# EXERCISE DIRECTIONS
Render the records below as a Markdown table with the columns "Row" and "Line," numbering each line and skipping blank lines. Leave the pictures out of the table.

Dataset excerpt

>>>>>

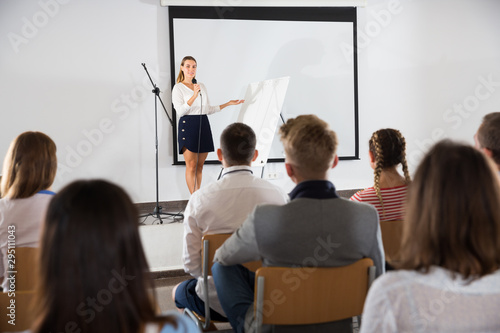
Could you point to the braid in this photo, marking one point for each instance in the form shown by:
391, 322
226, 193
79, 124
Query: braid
379, 158
403, 157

<<<<<

# OUTPUT FOR THIS TASK
| Row | Line |
|---|---|
| 1 | Could you point to the braid in this photo, marking one point for each instance in the form shown by: |
| 2 | 391, 322 |
| 3 | 226, 193 |
| 4 | 79, 124 |
| 5 | Query: braid |
| 6 | 379, 158 |
| 7 | 403, 157 |